╔══

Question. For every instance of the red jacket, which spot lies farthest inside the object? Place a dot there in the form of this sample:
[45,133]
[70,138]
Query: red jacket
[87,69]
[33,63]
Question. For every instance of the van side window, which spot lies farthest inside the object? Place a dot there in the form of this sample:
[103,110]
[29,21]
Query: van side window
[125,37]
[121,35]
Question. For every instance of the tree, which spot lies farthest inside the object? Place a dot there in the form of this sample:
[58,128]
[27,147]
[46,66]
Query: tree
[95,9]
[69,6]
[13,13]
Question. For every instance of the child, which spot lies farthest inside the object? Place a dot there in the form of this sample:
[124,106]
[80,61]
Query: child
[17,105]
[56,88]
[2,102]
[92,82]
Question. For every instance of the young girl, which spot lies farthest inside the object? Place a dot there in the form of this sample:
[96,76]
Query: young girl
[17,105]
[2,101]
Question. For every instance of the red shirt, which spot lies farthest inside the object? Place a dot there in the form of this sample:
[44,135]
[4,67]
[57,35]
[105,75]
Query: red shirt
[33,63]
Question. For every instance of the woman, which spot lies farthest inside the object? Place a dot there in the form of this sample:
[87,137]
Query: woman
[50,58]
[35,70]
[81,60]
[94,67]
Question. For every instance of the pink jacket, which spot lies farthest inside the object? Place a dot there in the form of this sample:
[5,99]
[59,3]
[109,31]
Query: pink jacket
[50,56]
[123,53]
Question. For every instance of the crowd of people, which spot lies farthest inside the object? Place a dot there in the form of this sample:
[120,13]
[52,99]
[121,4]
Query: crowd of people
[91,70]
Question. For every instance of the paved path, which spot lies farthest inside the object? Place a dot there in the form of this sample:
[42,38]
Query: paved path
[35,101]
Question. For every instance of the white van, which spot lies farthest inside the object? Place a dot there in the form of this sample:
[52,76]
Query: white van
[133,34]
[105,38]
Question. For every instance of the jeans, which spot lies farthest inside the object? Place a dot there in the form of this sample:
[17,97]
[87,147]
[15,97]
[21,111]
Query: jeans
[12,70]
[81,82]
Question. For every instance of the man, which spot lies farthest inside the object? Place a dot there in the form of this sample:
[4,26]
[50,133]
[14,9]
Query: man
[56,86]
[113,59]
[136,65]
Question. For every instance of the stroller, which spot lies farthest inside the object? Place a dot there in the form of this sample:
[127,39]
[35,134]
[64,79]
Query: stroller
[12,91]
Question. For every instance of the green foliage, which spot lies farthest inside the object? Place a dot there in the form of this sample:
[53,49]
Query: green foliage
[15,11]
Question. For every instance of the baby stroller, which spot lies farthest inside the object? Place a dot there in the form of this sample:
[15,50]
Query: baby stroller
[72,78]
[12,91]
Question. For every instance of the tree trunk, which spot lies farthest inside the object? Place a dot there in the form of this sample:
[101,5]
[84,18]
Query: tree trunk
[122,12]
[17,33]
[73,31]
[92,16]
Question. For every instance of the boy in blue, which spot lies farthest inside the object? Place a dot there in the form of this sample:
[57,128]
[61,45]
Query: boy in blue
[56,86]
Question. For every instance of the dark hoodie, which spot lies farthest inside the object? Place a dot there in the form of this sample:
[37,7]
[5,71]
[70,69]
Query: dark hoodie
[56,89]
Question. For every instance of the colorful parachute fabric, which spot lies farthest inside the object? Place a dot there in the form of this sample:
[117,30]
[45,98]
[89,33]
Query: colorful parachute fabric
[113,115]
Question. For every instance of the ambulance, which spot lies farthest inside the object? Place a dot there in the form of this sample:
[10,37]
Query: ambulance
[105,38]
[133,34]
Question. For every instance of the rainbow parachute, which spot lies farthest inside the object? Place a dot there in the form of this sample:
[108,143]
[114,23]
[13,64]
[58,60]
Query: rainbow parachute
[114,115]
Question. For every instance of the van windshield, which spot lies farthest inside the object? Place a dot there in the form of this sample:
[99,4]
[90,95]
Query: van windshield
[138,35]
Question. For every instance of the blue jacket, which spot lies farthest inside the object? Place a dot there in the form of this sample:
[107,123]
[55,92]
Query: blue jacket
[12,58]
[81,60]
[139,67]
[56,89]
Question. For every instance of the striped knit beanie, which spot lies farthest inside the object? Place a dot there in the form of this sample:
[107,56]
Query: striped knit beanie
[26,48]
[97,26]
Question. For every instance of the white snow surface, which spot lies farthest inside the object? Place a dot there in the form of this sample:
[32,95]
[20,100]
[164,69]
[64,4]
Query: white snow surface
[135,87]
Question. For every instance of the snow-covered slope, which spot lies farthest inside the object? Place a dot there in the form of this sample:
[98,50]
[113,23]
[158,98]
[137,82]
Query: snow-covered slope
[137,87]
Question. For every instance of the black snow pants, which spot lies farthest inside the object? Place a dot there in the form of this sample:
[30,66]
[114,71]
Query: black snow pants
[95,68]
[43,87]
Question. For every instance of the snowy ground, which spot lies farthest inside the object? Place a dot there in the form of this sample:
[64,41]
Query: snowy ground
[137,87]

╚══
╔══

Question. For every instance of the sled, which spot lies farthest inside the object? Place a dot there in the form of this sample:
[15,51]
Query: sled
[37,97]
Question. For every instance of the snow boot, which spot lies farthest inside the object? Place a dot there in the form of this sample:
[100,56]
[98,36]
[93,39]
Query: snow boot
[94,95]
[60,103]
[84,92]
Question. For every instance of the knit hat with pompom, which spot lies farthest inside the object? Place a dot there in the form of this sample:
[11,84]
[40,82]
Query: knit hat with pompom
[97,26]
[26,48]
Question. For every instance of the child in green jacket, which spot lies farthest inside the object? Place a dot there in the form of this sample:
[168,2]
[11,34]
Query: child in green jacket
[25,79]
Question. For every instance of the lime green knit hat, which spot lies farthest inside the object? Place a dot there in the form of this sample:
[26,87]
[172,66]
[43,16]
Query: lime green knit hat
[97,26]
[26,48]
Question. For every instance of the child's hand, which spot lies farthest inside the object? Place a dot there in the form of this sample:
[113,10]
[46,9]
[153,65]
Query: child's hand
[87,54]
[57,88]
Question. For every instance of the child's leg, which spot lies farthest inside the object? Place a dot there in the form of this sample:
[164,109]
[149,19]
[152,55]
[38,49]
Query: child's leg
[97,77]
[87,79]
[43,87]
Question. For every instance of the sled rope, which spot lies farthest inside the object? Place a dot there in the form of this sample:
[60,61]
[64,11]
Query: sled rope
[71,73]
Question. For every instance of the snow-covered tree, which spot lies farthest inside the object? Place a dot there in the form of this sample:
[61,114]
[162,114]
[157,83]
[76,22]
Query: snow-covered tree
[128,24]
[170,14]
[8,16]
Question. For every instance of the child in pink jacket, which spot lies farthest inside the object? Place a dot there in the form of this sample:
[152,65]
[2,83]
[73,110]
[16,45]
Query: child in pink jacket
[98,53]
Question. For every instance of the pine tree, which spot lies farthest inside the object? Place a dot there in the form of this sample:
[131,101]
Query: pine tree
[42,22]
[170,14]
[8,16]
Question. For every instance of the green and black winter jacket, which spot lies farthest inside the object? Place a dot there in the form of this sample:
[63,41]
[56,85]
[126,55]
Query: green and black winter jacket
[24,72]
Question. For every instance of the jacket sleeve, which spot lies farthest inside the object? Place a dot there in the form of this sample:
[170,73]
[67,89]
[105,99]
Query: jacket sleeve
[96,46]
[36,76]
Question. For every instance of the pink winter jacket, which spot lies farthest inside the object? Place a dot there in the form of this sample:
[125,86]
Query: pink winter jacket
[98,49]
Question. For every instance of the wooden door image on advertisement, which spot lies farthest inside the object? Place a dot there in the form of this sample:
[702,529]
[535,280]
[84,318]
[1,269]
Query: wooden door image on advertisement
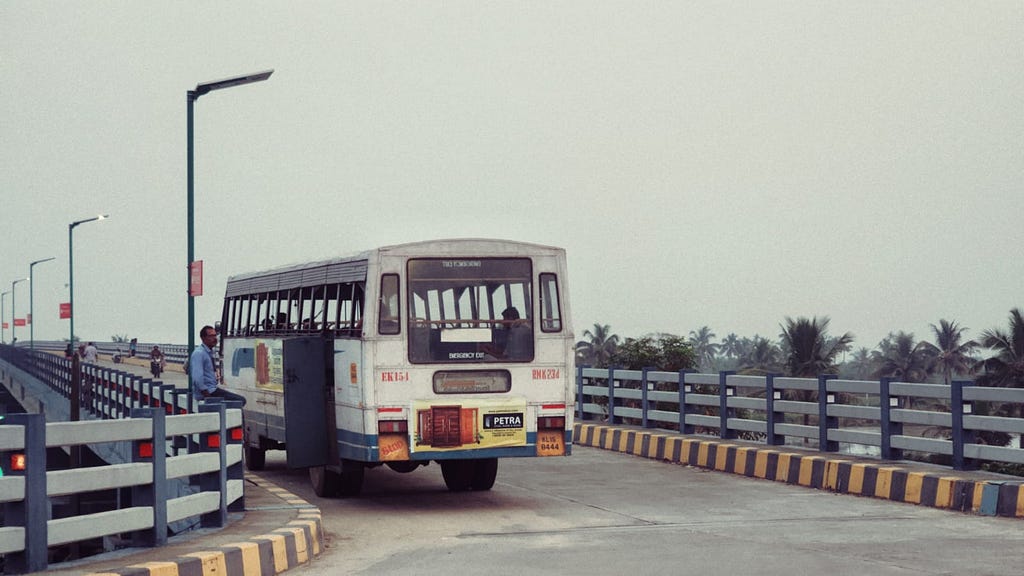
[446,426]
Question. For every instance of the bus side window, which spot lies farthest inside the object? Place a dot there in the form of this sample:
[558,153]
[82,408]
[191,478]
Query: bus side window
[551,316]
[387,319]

╚══
╔══

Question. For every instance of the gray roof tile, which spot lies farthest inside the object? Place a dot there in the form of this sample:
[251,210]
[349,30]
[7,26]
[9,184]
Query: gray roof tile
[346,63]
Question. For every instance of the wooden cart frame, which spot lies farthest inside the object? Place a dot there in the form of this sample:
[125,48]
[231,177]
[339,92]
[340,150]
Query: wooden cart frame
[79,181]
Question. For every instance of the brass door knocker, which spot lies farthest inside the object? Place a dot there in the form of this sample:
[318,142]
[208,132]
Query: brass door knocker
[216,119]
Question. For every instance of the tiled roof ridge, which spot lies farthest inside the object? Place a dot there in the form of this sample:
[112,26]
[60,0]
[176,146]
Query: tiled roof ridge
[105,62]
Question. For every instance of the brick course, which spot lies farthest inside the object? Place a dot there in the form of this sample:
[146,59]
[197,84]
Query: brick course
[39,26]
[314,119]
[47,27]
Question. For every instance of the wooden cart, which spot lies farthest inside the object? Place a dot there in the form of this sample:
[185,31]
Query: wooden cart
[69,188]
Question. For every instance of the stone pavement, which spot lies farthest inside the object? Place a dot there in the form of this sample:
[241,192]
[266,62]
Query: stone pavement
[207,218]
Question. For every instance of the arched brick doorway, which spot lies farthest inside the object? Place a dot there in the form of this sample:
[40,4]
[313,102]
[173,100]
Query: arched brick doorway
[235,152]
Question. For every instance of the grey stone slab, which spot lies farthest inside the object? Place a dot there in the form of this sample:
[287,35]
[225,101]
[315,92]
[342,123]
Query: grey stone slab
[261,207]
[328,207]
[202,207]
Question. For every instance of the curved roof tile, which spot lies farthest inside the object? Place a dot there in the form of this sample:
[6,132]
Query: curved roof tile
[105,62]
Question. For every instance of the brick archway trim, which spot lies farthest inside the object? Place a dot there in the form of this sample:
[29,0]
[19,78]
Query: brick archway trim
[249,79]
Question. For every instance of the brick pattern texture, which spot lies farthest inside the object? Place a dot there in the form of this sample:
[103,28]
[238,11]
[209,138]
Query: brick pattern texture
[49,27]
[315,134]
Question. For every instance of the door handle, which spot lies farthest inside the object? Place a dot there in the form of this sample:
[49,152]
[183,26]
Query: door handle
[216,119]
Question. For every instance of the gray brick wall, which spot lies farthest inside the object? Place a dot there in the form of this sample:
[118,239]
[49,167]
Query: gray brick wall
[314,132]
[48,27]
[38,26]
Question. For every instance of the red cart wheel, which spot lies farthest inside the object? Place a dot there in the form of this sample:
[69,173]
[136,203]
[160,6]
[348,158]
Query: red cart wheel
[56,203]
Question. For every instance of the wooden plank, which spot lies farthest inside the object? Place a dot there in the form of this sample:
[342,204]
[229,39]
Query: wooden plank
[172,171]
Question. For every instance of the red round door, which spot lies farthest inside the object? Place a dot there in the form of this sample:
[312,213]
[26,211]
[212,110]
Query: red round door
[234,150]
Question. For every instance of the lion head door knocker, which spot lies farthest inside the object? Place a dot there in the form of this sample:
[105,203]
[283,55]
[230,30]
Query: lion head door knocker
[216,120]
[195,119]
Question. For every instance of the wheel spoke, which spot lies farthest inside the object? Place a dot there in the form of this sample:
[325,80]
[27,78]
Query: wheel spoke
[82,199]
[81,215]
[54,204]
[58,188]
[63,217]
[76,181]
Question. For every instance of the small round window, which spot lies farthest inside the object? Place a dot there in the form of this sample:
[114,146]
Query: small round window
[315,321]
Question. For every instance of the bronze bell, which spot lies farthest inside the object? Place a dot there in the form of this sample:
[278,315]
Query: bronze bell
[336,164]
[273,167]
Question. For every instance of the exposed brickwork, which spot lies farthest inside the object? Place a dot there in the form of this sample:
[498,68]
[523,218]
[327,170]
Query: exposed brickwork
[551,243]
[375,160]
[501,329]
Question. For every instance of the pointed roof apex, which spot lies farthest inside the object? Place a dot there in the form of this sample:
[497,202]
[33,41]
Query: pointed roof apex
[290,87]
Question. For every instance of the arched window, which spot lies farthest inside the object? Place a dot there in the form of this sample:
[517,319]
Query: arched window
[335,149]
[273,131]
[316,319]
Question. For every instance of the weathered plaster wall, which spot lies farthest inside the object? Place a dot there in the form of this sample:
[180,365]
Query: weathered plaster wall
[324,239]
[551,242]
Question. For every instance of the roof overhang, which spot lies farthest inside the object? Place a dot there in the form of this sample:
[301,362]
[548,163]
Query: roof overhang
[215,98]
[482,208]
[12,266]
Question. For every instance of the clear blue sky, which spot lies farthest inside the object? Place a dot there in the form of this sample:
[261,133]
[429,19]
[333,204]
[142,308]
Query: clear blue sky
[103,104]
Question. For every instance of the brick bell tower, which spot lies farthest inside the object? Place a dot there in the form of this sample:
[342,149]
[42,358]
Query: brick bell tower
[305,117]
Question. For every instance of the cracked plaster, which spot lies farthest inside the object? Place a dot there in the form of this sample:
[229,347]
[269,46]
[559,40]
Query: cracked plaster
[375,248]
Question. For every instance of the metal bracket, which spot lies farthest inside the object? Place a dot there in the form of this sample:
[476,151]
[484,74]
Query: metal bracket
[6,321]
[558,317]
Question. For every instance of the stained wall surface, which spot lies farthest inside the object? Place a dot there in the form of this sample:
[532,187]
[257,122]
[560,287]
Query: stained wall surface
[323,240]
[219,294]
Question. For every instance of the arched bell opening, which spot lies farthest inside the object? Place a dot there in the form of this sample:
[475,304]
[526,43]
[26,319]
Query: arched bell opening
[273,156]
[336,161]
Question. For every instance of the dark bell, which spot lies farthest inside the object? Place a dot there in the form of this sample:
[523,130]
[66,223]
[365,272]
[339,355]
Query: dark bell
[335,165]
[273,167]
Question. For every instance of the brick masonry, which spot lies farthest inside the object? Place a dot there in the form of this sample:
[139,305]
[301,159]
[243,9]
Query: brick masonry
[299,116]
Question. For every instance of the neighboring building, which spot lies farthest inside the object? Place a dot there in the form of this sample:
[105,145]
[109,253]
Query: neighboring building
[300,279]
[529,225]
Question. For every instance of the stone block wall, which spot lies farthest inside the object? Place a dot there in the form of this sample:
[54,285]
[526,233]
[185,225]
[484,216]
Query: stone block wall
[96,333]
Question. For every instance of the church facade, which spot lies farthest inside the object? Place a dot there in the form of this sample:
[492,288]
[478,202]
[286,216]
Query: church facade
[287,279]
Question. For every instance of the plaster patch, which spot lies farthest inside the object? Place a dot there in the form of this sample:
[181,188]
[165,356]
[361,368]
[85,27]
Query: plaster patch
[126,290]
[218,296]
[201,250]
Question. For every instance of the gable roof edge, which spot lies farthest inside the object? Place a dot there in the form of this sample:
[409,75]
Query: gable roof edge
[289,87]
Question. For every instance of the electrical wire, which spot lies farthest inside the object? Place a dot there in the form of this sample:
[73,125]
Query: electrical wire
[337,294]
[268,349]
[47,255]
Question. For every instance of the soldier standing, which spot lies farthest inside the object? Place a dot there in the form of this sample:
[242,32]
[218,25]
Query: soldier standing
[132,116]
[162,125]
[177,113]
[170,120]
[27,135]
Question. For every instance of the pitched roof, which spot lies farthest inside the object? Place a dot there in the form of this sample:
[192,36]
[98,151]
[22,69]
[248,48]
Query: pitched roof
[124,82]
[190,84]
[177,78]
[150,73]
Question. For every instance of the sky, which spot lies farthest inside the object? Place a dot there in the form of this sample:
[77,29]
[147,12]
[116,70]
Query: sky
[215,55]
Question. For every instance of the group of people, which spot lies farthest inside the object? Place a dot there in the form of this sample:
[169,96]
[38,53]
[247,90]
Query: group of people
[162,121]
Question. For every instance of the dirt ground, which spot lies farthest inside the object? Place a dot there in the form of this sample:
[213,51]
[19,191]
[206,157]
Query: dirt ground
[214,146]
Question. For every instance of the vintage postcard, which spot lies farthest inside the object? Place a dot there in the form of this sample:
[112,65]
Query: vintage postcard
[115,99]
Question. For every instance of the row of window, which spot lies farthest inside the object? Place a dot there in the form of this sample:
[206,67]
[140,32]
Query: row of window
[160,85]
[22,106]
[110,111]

╚══

## DESCRIPTION OF THE TASK
From the items above, pull out every line that contains the word "neighboring", matching uppercase and lowercase exactly.

## TASK SOLUTION
Question. For every instance of the neighboring building, which spot lies farthest inside the object? Place a dot there in the form of this sample:
Query: neighboring building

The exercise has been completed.